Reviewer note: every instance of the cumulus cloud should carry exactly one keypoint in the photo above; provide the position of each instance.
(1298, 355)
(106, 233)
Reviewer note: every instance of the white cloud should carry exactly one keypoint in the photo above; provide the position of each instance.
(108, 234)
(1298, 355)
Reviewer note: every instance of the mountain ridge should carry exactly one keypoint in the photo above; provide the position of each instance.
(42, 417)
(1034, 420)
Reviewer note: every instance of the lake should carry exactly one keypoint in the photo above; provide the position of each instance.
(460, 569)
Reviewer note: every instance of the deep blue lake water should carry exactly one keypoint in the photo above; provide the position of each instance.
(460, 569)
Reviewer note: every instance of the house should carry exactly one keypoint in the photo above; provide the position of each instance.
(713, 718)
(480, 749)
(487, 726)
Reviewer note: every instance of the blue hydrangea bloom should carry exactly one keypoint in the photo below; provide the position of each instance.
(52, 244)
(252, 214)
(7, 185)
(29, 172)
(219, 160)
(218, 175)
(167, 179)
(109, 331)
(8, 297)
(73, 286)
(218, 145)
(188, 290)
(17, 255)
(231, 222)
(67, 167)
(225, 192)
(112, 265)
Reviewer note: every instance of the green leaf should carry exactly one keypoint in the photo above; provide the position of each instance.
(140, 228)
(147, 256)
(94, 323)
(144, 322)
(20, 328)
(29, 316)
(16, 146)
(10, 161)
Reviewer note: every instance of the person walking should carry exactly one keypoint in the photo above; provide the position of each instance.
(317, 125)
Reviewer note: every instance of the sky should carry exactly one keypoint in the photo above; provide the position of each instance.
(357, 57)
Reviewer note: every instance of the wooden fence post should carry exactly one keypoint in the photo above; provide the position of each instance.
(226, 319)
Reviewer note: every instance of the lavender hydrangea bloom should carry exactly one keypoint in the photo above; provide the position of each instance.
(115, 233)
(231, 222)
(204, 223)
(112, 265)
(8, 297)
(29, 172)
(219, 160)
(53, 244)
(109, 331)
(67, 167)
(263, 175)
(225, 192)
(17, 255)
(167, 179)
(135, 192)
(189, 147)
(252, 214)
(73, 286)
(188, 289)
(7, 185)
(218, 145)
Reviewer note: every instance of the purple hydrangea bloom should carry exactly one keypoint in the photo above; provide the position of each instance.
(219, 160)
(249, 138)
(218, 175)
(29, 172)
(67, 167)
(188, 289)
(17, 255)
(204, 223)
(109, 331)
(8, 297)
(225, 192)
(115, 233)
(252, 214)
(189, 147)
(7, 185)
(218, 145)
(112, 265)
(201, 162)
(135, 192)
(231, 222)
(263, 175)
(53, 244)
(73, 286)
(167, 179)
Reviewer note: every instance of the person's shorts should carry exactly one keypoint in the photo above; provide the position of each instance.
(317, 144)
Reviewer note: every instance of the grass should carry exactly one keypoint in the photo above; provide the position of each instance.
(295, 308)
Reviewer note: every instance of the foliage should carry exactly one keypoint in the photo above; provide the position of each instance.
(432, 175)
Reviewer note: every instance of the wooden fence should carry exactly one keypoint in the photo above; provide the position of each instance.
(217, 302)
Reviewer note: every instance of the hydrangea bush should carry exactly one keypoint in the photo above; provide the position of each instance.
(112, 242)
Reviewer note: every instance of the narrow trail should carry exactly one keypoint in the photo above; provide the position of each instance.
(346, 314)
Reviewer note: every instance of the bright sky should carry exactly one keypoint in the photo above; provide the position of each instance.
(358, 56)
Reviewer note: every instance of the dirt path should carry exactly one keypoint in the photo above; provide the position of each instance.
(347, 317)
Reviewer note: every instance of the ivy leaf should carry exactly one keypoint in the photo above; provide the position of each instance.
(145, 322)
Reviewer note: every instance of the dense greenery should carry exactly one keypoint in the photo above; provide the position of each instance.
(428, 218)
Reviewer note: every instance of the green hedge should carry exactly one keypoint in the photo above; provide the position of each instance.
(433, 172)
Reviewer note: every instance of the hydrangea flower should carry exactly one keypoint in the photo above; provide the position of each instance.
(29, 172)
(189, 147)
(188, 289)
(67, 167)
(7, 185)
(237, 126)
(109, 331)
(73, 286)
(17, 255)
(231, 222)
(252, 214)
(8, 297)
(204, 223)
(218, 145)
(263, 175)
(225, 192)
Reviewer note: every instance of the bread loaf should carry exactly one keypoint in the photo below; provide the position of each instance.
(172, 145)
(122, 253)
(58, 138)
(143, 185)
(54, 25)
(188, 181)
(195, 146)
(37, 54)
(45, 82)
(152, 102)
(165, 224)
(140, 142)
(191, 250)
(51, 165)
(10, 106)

■ ■ ■

## EXERCISE PROMPT:
Word for word, write out the data.

## ANSWER BOX:
Reviewer note: every instance of the cumulus cloud should carry exactly one keypoint in the photo above; provide the position of each instance.
(1298, 355)
(106, 233)
Reviewer note: every instance of the white cloud should carry exactly one keypoint in the photo above; provide the position of each instance.
(108, 234)
(1298, 355)
Reviewer note: every instance of the mountain ridge should carry exactly one keypoint in the photo above; provide the position of each instance.
(42, 417)
(1034, 420)
Reviewer note: every instance of the lake should carry exactly one keypoint in the photo above; provide the position of each instance.
(460, 569)
Reviewer note: every instance of the deep blue lake water should carry exactly one keypoint in the photo above; provide the position of each instance.
(460, 569)
Reviewer note: every instance of the house should carry exactly one keypoint in the photo above; provide the position of each instance.
(713, 718)
(480, 749)
(487, 726)
Reviewer note: every instance of the blue hydrangea bloom should carry exactly one keypoint in the photo below; provide the position of each instance.
(52, 244)
(252, 214)
(7, 185)
(29, 172)
(219, 160)
(218, 175)
(167, 179)
(109, 331)
(8, 297)
(73, 286)
(218, 145)
(188, 290)
(17, 255)
(231, 222)
(67, 167)
(225, 192)
(112, 265)
Reviewer note: every instance of the green leaf should carry exactly one keypoint in the photo above; provide the position of each instance.
(140, 228)
(147, 256)
(94, 323)
(144, 322)
(20, 328)
(29, 316)
(16, 146)
(10, 161)
Reviewer note: every instance of the person walking should carry exactly one keypoint in the photo above; provide the position of each instance.
(317, 125)
Reviewer note: every instance of the sky should carry exactly one keypoint in the photo above; provide the position of each instance.
(357, 57)
Reviewer note: every instance of the wooden fence post should carry exactly one keypoint in the photo above; provide the position of each instance.
(226, 319)
Reviewer note: every instance of the lavender hydrangea bloom should carry exactly one keypoint in the photo above; provide the position of each instance.
(115, 233)
(231, 222)
(204, 223)
(112, 265)
(8, 297)
(29, 172)
(219, 160)
(53, 244)
(109, 331)
(67, 167)
(263, 175)
(225, 192)
(17, 255)
(167, 179)
(135, 192)
(189, 147)
(252, 214)
(73, 286)
(188, 289)
(7, 185)
(218, 145)
Reviewer note: every instance of the purple hydrangea bloom should carry exactly one keypoint in the photo above; provide the position of each instance.
(219, 160)
(249, 138)
(218, 175)
(29, 172)
(67, 167)
(188, 289)
(17, 255)
(204, 223)
(109, 331)
(8, 297)
(225, 192)
(115, 233)
(252, 214)
(189, 147)
(7, 185)
(218, 145)
(112, 265)
(201, 162)
(135, 192)
(231, 222)
(263, 175)
(53, 244)
(73, 286)
(167, 179)
Reviewer note: every instance of the person's shorts should carry exactly one keypoint in the photo above; provide the position of each instance.
(317, 144)
Reviewer note: every instance of the grass should carry exactly one keypoint in the photo above; provide the position of each instance.
(295, 308)
Reviewer note: every instance of the foliage should carry exactly one keypoint in the photo above; provide the position of each instance.
(432, 175)
Reviewer note: every instance of the wooden fence should carry exactly one keypoint in the photo above; provide the position of each instance.
(217, 302)
Reviewer note: every instance of the hydrangea bush should carry exactly one keypoint in the photo above; provide the position of each instance.
(112, 242)
Reviewer note: every instance of the narrow trail should carry exactly one keypoint in the photo above; provide the position of each instance.
(346, 314)
Reviewer note: every instance of the bright sky should carry exactly one keypoint in the photo above; provide the position of each instance.
(358, 56)
Reviewer note: every instance of the dirt path should carry exactly one keypoint in the photo above; provide the position of each instance.
(347, 317)
Reviewer note: every instance of the ivy leaf should carry exactly one keypoint in the photo above; provide the position of each instance.
(145, 322)
Reviewer note: every instance of the dense greenery should carry exactly one keypoint in the photo above; provide the position of each instance.
(428, 218)
Reviewer note: every instance of the green hedge should carry exactly one keypoint in the photo above; provide the position of each instance.
(433, 172)
Reviewer note: every instance of the hydrangea flower should carry exactly one keypoint in the photo above; provide the position of each instance.
(29, 172)
(189, 147)
(188, 289)
(67, 167)
(7, 185)
(237, 126)
(109, 331)
(73, 286)
(17, 255)
(231, 222)
(252, 214)
(8, 297)
(204, 223)
(218, 145)
(263, 175)
(225, 192)
Reviewer note: every instance of the bread loaf should carry exactly one keypoint in the photo below; provide the position of each instance.
(172, 145)
(122, 253)
(58, 138)
(143, 185)
(54, 25)
(188, 181)
(195, 146)
(37, 54)
(45, 82)
(152, 102)
(165, 224)
(140, 142)
(191, 250)
(51, 165)
(10, 106)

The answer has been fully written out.